# Getting a voltage when nothing's connected

Just got an arduino, trying to learn the basics. So when doing the example in the link, I keep getting a voltage of around 1.5ish no matter what, even when the wires are not connected. Am I doing something wrong? It gets annoying when I try to make a program that uses input.

By the way, I'm not using the potentiometer, just two wires (with a resistor) one from 5v and one to A0.

No this is perfectly natural and will occur every time. Read:-
http://www.thebox.myzen.co.uk/Tutorial/Inputs.html

Am I doing something wrong?

Yes. You will not see sketches for teaching fundamentals make reference to using a Digital Multimeter to read pin voltages to indicate logic levels.. You see LEDs used (or relays or motors or...). When you go off-script, things will not make sense. As your knowledge and experience grows, you will be more comfortable with the electrical operations of the circuit.

Ray

mrburnette:
You will not see sketches for teaching fundamentals make reference to using a Digital Multimeter to read pin voltages to indicate logic levels..

I actually took the OP's post to mean s/he was getting an analogRead which corresponded to 1.5v, say about 300 (ie 1023 x 1.5 / 5). Didn't seem to me there was a volt meter involved......

Didn't seem to me there was a volt meter involved......
········
### Task prompt:
Repeat the forum thread from "Yes. You will" up to and including "of the circuit.", switching "Digital Multimeter" to "voltmeter". Work from the forum thread alone.
········
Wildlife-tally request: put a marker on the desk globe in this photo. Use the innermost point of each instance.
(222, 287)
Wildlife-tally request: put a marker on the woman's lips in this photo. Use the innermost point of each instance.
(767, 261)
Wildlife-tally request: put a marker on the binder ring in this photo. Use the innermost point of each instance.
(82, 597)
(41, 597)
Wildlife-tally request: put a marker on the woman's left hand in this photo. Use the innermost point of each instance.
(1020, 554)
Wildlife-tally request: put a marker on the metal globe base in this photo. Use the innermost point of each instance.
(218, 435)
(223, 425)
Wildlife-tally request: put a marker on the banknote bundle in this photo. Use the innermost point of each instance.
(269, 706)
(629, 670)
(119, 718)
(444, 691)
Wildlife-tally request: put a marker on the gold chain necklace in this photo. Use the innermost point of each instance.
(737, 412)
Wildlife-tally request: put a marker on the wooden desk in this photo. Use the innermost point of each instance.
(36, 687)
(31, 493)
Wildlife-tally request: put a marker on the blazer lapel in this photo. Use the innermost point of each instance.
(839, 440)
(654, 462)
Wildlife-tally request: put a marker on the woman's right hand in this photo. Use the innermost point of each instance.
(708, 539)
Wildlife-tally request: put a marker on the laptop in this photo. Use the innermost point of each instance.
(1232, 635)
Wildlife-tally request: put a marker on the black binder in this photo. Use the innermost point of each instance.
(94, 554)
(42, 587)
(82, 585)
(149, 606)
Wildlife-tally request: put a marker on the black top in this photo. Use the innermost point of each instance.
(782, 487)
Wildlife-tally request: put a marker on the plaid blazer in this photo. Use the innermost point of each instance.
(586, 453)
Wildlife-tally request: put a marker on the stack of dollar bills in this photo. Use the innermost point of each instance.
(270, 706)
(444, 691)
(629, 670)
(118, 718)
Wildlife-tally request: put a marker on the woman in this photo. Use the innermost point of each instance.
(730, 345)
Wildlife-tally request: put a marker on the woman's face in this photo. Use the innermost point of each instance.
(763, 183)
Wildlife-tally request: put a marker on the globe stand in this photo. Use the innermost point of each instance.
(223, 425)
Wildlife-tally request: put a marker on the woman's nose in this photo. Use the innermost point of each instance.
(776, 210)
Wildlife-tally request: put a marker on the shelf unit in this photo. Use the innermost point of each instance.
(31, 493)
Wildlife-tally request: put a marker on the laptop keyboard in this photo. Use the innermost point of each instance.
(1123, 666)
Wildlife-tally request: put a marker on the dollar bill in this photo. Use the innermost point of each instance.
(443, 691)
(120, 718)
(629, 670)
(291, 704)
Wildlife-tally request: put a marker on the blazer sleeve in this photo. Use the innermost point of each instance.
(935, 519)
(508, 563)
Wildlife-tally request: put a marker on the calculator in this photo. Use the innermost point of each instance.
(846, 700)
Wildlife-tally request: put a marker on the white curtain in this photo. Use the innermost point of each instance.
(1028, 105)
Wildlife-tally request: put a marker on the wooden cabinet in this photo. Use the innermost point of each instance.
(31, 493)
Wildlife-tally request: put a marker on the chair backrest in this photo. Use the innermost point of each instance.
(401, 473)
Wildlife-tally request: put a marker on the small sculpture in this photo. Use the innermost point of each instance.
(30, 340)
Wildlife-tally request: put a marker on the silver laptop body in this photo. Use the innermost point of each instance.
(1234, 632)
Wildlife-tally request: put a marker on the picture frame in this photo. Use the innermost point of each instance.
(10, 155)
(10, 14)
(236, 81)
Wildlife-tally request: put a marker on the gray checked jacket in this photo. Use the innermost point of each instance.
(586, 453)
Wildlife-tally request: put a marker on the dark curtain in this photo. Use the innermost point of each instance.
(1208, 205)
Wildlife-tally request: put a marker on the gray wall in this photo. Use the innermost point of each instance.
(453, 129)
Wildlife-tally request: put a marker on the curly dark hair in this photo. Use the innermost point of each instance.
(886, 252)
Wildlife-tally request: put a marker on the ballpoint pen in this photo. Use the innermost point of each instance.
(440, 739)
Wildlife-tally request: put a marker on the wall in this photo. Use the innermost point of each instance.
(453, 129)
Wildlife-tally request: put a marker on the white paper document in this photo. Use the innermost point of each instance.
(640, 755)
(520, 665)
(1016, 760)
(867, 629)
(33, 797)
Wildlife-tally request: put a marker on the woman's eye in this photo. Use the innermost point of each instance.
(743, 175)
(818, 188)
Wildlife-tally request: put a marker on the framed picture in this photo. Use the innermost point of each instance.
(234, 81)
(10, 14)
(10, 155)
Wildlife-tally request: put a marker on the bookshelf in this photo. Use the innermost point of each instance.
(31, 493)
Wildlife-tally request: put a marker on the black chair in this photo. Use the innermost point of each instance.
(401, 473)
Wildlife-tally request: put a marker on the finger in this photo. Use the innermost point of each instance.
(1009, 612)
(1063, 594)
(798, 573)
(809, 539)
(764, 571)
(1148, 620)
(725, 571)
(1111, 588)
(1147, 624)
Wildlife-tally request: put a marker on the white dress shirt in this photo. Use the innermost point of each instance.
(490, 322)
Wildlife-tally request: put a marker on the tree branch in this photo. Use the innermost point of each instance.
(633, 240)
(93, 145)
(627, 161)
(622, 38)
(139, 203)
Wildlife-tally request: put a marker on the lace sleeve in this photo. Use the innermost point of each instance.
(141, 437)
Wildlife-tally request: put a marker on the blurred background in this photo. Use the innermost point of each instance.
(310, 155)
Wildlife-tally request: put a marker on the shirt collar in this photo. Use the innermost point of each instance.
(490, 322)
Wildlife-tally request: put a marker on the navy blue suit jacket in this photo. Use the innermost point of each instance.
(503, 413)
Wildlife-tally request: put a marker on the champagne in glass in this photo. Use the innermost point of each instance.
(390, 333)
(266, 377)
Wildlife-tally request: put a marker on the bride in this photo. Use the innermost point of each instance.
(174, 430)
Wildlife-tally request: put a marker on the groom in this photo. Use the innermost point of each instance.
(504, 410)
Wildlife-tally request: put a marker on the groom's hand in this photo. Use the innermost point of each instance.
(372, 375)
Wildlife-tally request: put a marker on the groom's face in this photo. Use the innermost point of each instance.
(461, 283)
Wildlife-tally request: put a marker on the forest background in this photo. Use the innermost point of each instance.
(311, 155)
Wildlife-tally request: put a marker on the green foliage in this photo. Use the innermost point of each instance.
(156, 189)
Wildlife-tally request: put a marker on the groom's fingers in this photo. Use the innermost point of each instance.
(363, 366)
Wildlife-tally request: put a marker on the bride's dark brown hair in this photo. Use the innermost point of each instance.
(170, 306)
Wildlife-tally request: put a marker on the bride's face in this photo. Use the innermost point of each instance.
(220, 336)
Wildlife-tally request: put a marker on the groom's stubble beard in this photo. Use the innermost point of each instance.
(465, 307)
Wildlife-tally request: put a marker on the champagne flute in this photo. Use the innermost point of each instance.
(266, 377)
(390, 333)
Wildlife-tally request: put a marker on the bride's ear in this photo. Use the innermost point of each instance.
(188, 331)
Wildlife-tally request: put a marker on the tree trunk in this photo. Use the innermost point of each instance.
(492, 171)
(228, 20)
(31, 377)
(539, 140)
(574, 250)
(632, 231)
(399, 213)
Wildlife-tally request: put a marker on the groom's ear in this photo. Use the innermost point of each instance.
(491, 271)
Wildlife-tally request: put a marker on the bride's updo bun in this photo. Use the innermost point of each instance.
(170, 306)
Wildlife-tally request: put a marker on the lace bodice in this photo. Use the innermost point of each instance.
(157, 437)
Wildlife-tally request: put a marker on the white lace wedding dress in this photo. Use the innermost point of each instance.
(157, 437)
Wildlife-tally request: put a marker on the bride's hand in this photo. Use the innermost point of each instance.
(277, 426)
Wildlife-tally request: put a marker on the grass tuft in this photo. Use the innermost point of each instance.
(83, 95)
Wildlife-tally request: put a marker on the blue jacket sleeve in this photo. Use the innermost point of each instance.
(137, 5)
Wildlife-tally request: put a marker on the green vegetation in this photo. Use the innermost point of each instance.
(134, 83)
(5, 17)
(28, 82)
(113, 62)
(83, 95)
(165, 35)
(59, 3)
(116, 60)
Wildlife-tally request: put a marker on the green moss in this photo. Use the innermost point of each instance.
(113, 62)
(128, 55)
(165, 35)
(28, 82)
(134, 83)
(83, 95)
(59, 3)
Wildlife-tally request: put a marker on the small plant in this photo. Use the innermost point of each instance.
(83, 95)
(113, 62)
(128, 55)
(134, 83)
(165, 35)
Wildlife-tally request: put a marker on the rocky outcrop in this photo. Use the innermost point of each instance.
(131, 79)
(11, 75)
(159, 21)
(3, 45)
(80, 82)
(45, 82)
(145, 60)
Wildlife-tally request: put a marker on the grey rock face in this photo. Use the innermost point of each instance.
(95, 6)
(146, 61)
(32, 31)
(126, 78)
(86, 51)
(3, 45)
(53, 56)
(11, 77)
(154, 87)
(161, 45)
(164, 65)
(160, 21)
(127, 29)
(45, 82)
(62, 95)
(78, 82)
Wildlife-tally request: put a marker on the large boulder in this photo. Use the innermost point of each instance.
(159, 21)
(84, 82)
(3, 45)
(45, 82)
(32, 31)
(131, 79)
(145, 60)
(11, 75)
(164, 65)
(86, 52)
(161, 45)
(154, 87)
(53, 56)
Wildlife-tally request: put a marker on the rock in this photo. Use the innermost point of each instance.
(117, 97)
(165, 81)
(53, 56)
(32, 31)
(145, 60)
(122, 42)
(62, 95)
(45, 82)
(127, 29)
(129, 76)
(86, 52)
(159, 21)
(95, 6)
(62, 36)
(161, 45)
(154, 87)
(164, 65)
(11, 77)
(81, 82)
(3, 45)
········
### Exercise answer:
Yes. You will not see sketches for teaching fundamentals make reference to using a voltmeter to read pin voltages to indicate logic levels.. You see LEDs used (or relays or motors or...). When you go off-script, things will not make sense. As your knowledge and experience grows, you will be more comfortable with the electrical operations of the circuit.